Re: URLEncode international characters

From: addison@inter-locale.com
Date: Mon Oct 02 2000 - 18:19:26 EDT


Hi Raghu,

Your problem is probably:

Your servlet is running in the default locale of your server and thus
assumes Latin-1 (ISO-8859-1) as the character set of the transaction. It
thus converts the individual bytes of your EUC-JP stream to the Java
internal representation of these characters (which is the UCS-2 encoding
of Unicode). It then stores them in your EUC-JP database (by converting
them to the EUC equivalent of the Latin-1 characters). Thus:

0xA1 0xA1 --> U+00A1 U+00A1 --> 0x8F + character 2014 in this case, etc...

When retrieved you get the underlying "multibyte trash" retrieved as
U+00A1 U+00A1, which becomes the ACTUAL Latin-1 characters on your
display, because your conversion of the String to EUC-JP results
in the same 0x8F trash you stored in the database. PASTING the multibyte
trash on your display "makes the characters back into" EUC, as far as your
web-browser is concerned.

This misconversion can happen in one of a number of places:

1. You are using a multipart MIME interpreter, such as the one on the
O'Reilly website which is not character set aware. You need to add support
for EUC to the interpreter.
2. You are using an InputStreamReader and need to supply a charset
argument to the constructor.
3. You are using JSP and need to supply a <%@ page
contentType='text/html;charset=euc-jp'%> command
to signal what character set to expect.

Hope this helps,

Addison

===========================================================
Addison P. Phillips Principal Consultant
Inter-Locale LLC http://www.inter-locale.com
Los Gatos, CA, USA mailto:addison@inter-locale.com

+1 408.210.3569 (mobile) +1 408.904.4762 (fax)
===========================================================
Globalization Engineering & Consulting Services

On Mon, 2 Oct 2000, Raghu Kolluru wrote:

>
> I have an simple servlet which gets the form fields and stores in a sql
> server db. Now I am trying to store and retrive international characters
> (charset EUC-JP).

-=-=-=-=-

§ **Directive**
Reproduce the whole message above about servlet character-set problems, word for word.

§ **Supplied entries**
-=-=-=-=-

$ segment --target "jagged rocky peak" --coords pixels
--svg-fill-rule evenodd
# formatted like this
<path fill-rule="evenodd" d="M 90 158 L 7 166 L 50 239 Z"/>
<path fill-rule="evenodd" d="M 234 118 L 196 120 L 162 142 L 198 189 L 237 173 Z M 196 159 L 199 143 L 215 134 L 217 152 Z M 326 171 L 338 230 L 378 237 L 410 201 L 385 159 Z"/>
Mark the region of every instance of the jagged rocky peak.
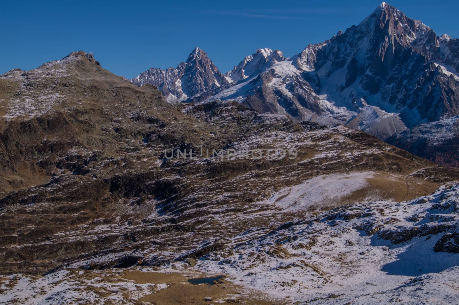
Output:
<path fill-rule="evenodd" d="M 87 53 L 84 51 L 75 51 L 66 56 L 61 60 L 58 61 L 59 62 L 66 62 L 71 61 L 74 59 L 87 60 L 93 64 L 100 65 L 101 64 L 99 61 L 94 59 L 94 54 L 92 52 Z"/>
<path fill-rule="evenodd" d="M 206 52 L 197 47 L 176 68 L 151 68 L 130 81 L 139 86 L 156 86 L 169 103 L 199 101 L 229 83 Z"/>
<path fill-rule="evenodd" d="M 188 56 L 188 59 L 186 60 L 187 63 L 192 63 L 194 61 L 198 61 L 202 60 L 209 60 L 211 61 L 209 59 L 208 56 L 207 56 L 207 54 L 204 52 L 204 50 L 199 49 L 198 47 L 196 47 L 193 49 L 191 53 L 190 53 L 190 55 Z"/>
<path fill-rule="evenodd" d="M 266 63 L 272 63 L 273 60 L 281 61 L 285 59 L 283 54 L 279 50 L 258 49 L 254 54 L 246 56 L 232 71 L 225 73 L 225 76 L 230 82 L 237 82 L 259 72 Z"/>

-=-=-=-=-

§ **Exercise solution**
Re: URLEncode international characters

From: addison@inter-locale.com
Date: Mon Oct 02 2000 - 18:19:26 EDT


Hi Raghu,

Your problem is probably:

Your servlet is running in the default locale of your server and thus
assumes Latin-1 (ISO-8859-1) as the character set of the transaction. It
thus converts the individual bytes of your EUC-JP stream to the Java
internal representation of these characters (which is the UCS-2 encoding
of Unicode). It then stores them in your EUC-JP database (by converting
them to the EUC equivalent of the Latin-1 characters). Thus:

0xA1 0xA1 --> U+00A1 U+00A1 --> 0x8F + character 2014 in this case, etc...

When retrieved you get the underlying "multibyte trash" retrieved as
U+00A1 U+00A1, which becomes the ACTUAL Latin-1 characters on your
display, because your conversion of the String to EUC-JP results
in the same 0x8F trash you stored in the database. PASTING the multibyte
trash on your display "makes the characters back into" EUC, as far as your
web-browser is concerned.

This misconversion can happen in one of a number of places:

1. You are using a multipart MIME interpreter, such as the one on the
O'Reilly website which is not character set aware. You need to add support
for EUC to the interpreter.
2. You are using an InputStreamReader and need to supply a charset
argument to the constructor.
3. You are using JSP and need to supply a <%@ page
contentType='text/html;charset=euc-jp'%> command
to signal what character set to expect.

Hope this helps,

Addison

===========================================================
Addison P. Phillips Principal Consultant
Inter-Locale LLC http://www.inter-locale.com
Los Gatos, CA, USA mailto:addison@inter-locale.com

+1 408.210.3569 (mobile) +1 408.904.4762 (fax)
===========================================================
Globalization Engineering & Consulting Services

On Mon, 2 Oct 2000, Raghu Kolluru wrote:

>
> I have an simple servlet which gets the form fields and stores in a sql
> server db. Now I am trying to store and retrive international characters
> (charset EUC-JP).